[Text section]
# 61.5 Spot Beam Coverage



## poolman

Can anyone tell where to find Spot Beam maps for 61.5? I am specifically interested in 13s15,
Thank you


----------



## harsh

The Echostar Knowledge Database spotbeam and coverage maps place the spotbeam 15 center somewhere near Wichita, Kansas. Pretty much dead center in the continental US.


----------



## poolman

Harsh:
Thanks for the reply.
I don't think spot beam 15 from TP 13 on 61.5 could be focused on Kansas as it is for HD channels from Buffalo, NY.
I have been unable to find any spot beam maps in the knowledge base for Echostar 12 @ 61.5.
Perhaps I may have missed something.


----------



## harsh

I'll assume that you're not using Firefox or some other browser that makes searching for the word "spot" easy.

Try this link (it is the third topic on the front page of the EKB): http://www.ekb.dbstalk.com/satmaps.htm

Another helpful tip: Echostar 12 was originally known as Rainbow 1.

Another important fact that can be found in the EKB is that Buffalo, NY locals aren't available yet.

A fact not covered in the EKB is that reception of DISH Network programming in Canada is a violation of Canadian law, FCC policy and international treaty.

[Exercise requirements]
Copy the forum thread about 61.5 spot beam coverage word for word, from its title to its last post.

[Entries supplied]
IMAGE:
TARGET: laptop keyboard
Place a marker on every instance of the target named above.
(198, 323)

---

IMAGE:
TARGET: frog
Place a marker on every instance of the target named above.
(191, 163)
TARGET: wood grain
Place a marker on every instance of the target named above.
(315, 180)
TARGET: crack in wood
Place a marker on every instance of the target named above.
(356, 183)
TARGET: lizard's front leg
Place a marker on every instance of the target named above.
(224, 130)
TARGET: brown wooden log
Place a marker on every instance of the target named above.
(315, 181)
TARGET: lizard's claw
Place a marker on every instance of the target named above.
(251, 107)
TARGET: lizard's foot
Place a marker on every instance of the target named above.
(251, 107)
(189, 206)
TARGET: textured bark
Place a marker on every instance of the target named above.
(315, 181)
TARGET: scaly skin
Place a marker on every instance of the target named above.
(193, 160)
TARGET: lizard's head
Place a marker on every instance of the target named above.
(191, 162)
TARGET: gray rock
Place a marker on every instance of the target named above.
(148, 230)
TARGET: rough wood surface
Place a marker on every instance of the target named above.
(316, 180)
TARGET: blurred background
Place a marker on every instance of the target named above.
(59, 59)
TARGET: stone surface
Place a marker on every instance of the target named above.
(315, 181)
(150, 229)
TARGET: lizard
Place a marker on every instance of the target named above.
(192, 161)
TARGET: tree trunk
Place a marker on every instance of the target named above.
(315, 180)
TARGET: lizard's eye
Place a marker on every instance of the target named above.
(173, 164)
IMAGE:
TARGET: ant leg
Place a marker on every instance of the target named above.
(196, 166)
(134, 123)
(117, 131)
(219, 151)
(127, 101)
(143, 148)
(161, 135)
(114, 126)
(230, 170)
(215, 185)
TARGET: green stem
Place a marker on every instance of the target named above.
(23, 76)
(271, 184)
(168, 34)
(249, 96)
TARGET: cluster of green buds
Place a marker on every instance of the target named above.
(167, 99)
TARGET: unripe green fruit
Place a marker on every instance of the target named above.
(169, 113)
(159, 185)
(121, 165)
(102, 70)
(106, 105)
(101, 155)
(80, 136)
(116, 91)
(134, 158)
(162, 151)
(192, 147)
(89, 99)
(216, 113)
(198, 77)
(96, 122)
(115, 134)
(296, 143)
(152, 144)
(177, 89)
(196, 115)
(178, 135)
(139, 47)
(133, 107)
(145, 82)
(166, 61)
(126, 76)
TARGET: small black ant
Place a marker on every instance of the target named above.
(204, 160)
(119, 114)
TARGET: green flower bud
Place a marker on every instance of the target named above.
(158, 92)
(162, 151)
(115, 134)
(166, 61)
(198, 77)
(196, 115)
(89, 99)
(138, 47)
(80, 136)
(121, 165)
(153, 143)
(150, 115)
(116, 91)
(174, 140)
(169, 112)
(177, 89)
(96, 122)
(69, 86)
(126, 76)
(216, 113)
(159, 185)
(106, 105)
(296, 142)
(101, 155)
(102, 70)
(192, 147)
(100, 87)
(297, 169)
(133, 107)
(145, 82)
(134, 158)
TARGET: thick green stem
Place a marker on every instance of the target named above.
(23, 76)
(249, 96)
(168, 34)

---

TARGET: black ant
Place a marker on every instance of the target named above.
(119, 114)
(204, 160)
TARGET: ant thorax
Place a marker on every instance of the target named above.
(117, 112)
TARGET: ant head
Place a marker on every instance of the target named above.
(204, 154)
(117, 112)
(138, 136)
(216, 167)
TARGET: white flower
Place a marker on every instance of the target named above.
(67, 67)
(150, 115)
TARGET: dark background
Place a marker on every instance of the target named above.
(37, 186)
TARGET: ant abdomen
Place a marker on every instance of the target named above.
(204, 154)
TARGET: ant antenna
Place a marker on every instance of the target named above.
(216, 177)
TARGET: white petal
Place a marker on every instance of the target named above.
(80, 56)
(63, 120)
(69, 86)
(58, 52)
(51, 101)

[Task solution]
# 61.5 Spot Beam Coverage



## poolman

Can anyone tell where to find Spot Beam maps for 61.5? I am specifically interested in 13s15,
Thank you


----------



## harsh

The Echostar Knowledge Database spotbeam and coverage maps place the spotbeam 15 center somewhere near Wichita, Kansas. Pretty much dead center in the continental US.


----------



## poolman

Harsh:
Thanks for the reply.
I don't think spot beam 15 from TP 13 on 61.5 could be focused on Kansas as it is for HD channels from Buffalo, NY.
I have been unable to find any spot beam maps in the knowledge base for Echostar 12 @ 61.5.
Perhaps I may have missed something.


----------



## harsh

I'll assume that you're not using Firefox or some other browser that makes searching for the word "spot" easy.

Try this link (it is the third topic on the front page of the EKB): http://www.ekb.dbstalk.com/satmaps.htm

Another helpful tip: Echostar 12 was originally known as Rainbow 1.

Another important fact that can be found in the EKB is that Buffalo, NY locals aren't available yet.

A fact not covered in the EKB is that reception of DISH Network programming in Canada is a violation of Canadian law, FCC policy and international treaty.